(Region pointing data)

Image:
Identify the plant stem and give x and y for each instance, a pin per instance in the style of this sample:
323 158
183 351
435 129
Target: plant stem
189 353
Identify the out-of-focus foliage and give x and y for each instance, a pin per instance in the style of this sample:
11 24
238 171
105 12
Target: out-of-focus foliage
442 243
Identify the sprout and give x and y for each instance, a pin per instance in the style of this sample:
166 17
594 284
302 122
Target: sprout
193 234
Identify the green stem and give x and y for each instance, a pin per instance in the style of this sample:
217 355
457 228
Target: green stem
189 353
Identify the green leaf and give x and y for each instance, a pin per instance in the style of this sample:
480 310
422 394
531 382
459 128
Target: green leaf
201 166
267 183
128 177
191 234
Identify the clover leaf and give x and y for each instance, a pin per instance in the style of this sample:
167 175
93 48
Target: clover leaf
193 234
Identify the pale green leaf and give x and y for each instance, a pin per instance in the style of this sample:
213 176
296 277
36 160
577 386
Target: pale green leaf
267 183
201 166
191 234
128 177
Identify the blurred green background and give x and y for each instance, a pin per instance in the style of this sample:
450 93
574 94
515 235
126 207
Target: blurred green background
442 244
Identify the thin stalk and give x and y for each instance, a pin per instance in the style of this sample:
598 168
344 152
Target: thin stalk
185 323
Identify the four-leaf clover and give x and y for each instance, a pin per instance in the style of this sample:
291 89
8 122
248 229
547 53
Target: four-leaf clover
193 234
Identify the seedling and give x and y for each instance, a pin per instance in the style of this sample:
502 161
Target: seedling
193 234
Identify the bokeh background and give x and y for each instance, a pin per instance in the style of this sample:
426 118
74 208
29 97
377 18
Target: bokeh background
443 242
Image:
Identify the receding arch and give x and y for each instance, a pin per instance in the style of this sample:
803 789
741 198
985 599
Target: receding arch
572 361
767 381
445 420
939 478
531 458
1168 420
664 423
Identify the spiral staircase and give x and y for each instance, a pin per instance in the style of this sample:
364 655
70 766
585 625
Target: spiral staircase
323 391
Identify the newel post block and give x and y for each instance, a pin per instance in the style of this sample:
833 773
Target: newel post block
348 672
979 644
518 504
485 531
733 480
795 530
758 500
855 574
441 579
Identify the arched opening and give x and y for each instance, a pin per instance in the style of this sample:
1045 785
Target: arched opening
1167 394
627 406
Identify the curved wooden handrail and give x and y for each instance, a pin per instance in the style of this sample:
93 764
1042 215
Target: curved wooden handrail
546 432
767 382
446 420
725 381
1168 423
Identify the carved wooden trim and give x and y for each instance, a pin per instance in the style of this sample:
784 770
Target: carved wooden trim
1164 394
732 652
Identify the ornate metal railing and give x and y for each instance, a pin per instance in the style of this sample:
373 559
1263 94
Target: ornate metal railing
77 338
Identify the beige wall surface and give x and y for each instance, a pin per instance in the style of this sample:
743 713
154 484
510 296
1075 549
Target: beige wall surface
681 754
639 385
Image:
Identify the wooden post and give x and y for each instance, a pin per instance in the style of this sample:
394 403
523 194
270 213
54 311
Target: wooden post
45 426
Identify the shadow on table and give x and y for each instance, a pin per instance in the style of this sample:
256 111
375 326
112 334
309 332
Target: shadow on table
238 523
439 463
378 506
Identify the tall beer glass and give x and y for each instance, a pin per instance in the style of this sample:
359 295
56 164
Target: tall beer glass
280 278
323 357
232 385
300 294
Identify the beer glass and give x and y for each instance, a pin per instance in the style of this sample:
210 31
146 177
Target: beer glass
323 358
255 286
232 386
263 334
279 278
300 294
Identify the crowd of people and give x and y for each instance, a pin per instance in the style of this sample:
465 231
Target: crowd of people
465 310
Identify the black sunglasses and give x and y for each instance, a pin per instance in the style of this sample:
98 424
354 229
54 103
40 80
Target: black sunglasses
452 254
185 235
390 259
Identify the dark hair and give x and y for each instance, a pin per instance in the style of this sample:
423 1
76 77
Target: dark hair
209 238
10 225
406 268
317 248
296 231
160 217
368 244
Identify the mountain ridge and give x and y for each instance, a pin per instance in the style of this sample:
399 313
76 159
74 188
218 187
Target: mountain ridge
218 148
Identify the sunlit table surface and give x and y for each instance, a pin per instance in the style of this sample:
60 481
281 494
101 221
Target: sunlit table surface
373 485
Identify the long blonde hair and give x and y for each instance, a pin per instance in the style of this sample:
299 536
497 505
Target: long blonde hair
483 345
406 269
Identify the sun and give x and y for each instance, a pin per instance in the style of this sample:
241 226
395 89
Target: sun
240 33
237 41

**Work order**
Reproduce the data exactly. All of it is needed.

**Answer to this exercise**
Image:
Identify the plant stem and give x and y for each instance, a pin per instance in the style of this sample:
323 158
183 351
435 129
Target: plant stem
189 353
Identify the out-of-focus foliage and give x and y for each instance, a pin per instance in the style of this sample:
11 24
238 171
105 12
Target: out-of-focus foliage
442 243
Identify the sprout and give x and y for each instance, a pin per instance in the style of this sample:
166 17
594 284
302 122
Target: sprout
193 234
Identify the green stem and give x and y for each instance, a pin per instance in the style of this sample:
217 355
457 228
Target: green stem
189 353
Identify the green leaf and give x and y for each instance, a pin per instance in the style of this sample:
480 310
422 394
531 382
459 128
Target: green leaf
201 166
267 183
128 177
191 234
Identify the clover leaf and give x and y for each instance, a pin per instance in the style of this sample:
167 175
93 48
Target: clover leaf
193 234
Identify the pale green leaf and give x and y for each instance, a pin per instance in the style of this sample:
213 176
296 277
36 160
577 386
Target: pale green leaf
267 183
201 166
191 234
128 177
Identify the blurred green background and give x and y for each instance, a pin per instance in the style of this sample:
450 93
574 94
515 235
126 207
Target: blurred green background
442 244
Identify the thin stalk and give x and y for each instance, a pin per instance in the style of this sample:
598 168
344 152
Target: thin stalk
185 323
Identify the four-leaf clover and give x and y for each instance, a pin per instance in the style of this sample:
291 89
8 122
248 229
547 53
Target: four-leaf clover
193 234
Identify the seedling and give x and y for each instance, a pin per instance in the style of this sample:
502 161
Target: seedling
193 234
Identify the bokeh background and give x and y for each instance, a pin per instance in the style of this sample:
426 118
74 208
29 97
377 18
Target: bokeh background
443 242
Image:
Identify the receding arch and give x and y for each instance, a pin per instance in the style of this sample:
803 789
741 198
985 599
Target: receding arch
572 361
767 381
445 420
939 478
531 458
1168 420
664 423
Identify the spiral staircase and give x and y for each instance, a pin per instance in the style of this sample:
364 655
70 766
585 625
Target: spiral staircase
323 391
Identify the newel post block and give x and y for each instance, a pin per instance in the style of this sample:
833 773
Target: newel post block
348 672
979 644
518 504
485 531
733 480
795 530
758 500
855 574
441 579
Identify the arched opening and give x and y for each instance, a pin per instance in the style of this sample:
1045 785
Target: arched opening
1167 394
627 406
Identify the curved wooden handrail and give x and y for each instance, a pin per instance in the style of this sample:
93 764
1042 215
Target: curved wooden handrail
546 432
767 382
446 420
725 381
1168 423
Identify the carved wooden trim and give x and y for each instance, a pin per instance in the style of this sample:
784 770
Target: carved wooden trim
1164 394
732 652
Identify the ornate metal railing and give x and y for each instance, a pin per instance in the style of this sample:
373 559
1263 94
Target: ornate metal railing
77 338
Identify the beige wall surface and give x and y for each instance, a pin per instance in the style of this sample:
743 713
154 484
510 296
1075 549
Target: beige wall surface
681 754
639 385
Image:
Identify the wooden post and give x and y for each instance, a pin per instance in the style of this sample:
394 403
523 194
270 213
54 311
Target: wooden post
45 426
Identify the shadow on table and give x and y for each instance, a pin per instance in the style of this sample:
256 111
375 326
112 334
309 332
Target: shadow on table
238 523
439 463
378 506
Identify the tall beer glass and give x and y for each instance, a pin per instance in the style of this sample:
359 295
56 164
Target: tall beer glass
280 278
323 357
232 385
300 294
Identify the beer glass and give x and y for each instance, a pin per instance in the style of this sample:
210 31
146 177
Target: beer glass
323 358
255 286
232 386
263 334
279 278
300 294
Identify the crowd of people and give x and y for each instance, a pin per instance in the style of this sample:
465 231
Target: crowd of people
465 310
Identify the black sunglasses and give x and y for each instance, a pin per instance in the style of this sample:
98 424
354 229
54 103
40 80
Target: black sunglasses
452 254
185 235
390 259
Identify the dark hair and give x and y for each instance, a pin per instance in the style of this sample:
423 1
76 77
Target: dark hair
209 238
10 225
406 268
317 248
296 231
160 217
368 244
Identify the mountain ridge and give x and y for each instance, a pin per instance in the style of this sample:
399 313
76 159
74 188
218 187
Target: mountain ridge
218 148
Identify the sunlit table surface and give x and y for each instance, a pin per instance in the style of this sample:
60 481
281 494
101 221
Target: sunlit table surface
373 485
Identify the long blonde hair and give x and y for each instance, a pin per instance in the style of this sample:
299 536
497 505
Target: long blonde hair
483 345
406 269
Identify the sun and give x and y for each instance, a pin per instance in the style of this sample:
241 226
395 89
Target: sun
240 33
237 41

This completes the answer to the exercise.